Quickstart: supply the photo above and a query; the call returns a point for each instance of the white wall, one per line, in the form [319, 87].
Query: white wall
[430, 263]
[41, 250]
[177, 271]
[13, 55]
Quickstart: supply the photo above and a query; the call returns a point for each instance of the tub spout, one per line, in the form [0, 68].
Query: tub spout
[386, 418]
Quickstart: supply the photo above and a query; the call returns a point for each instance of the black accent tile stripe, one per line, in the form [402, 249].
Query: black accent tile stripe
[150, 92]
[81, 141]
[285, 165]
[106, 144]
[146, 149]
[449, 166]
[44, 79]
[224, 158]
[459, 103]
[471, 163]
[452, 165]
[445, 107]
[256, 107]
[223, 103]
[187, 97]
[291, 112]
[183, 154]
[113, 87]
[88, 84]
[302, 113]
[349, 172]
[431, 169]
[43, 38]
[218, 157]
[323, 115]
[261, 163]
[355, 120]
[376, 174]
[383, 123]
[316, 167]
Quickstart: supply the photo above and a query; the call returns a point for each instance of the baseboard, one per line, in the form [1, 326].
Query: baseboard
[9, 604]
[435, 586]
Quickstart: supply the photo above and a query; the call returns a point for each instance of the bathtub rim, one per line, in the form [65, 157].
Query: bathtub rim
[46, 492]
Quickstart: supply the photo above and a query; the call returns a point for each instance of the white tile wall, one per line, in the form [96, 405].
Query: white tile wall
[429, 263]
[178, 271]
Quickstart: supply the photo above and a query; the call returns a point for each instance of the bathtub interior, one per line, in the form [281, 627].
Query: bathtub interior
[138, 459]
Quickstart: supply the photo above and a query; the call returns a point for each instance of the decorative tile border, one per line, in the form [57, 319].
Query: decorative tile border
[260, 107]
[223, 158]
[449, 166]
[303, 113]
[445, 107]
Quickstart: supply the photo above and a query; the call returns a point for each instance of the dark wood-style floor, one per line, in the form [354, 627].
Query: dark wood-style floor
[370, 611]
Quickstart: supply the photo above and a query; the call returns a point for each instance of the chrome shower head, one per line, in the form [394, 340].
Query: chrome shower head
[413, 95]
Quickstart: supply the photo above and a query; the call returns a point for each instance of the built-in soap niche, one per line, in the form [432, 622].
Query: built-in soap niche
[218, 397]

···

DIRECTIONS FOR THIS TASK ▸
Could you please print the entire listing exactly?

ANSWER TO THIS PROBLEM ▸
Quickstart: supply the photo above and a query; the call returns a point for each instance of the white wall, one per line, in the form [319, 87].
Query: white wall
[430, 263]
[41, 250]
[177, 271]
[13, 55]
Quickstart: supply the photo above and a query; the call returns a point for each instance of the tub spout, one per line, in the form [0, 68].
Query: tub spout
[386, 418]
Quickstart: supply the photo above and a query; the call returns a point for each instance of the black accent tile stripe, one per line, in the form [402, 249].
Query: black accent tile stripe
[150, 92]
[81, 141]
[285, 165]
[106, 144]
[146, 149]
[449, 166]
[44, 79]
[224, 158]
[459, 103]
[471, 163]
[452, 165]
[445, 107]
[256, 107]
[223, 103]
[187, 97]
[291, 112]
[183, 154]
[113, 87]
[88, 84]
[302, 113]
[349, 172]
[431, 169]
[43, 38]
[218, 157]
[323, 115]
[261, 163]
[355, 120]
[376, 174]
[383, 123]
[316, 167]
Quickstart: supply the photo above and a query; the call returns a point for each instance of the baseboard, one per line, in the form [1, 326].
Query: baseboard
[9, 604]
[435, 586]
Quickstart: supply the photo above and a query; the call returns a point for each instance of the bathtub rim, one per line, in the form [65, 157].
Query: bathtub rim
[46, 492]
Quickstart: supply the photo above and a query; the call returns a point for each instance of the white tile wall, one per line, in the form [96, 405].
Query: white tile wall
[429, 263]
[178, 271]
Quickstart: supply the photo above and a query; the call returns a point for each instance of the bathtub interior, one per line, in the form [281, 627].
Query: bathtub interior
[138, 459]
Quickstart: supply the photo above and a query; the call returns a point for each instance of the decorative tile border, one per line, in the form [57, 319].
Query: decorative tile border
[260, 107]
[223, 158]
[449, 166]
[303, 113]
[445, 107]
Quickstart: supply the photo above and a query; the call returns a point for each instance of the dark wood-style floor, one per line, in the form [354, 627].
Query: dark wood-style floor
[370, 611]
Quickstart: supply the photo above and a query; the call returns a point for each instance of the chrome shower head, one per line, in the form [394, 340].
Query: chrome shower head
[413, 95]
Quickstart: supply the photo above and a query; the call returns a point for each instance of the built-in soap niche, one per line, in the form [432, 622].
Query: built-in soap niche
[218, 397]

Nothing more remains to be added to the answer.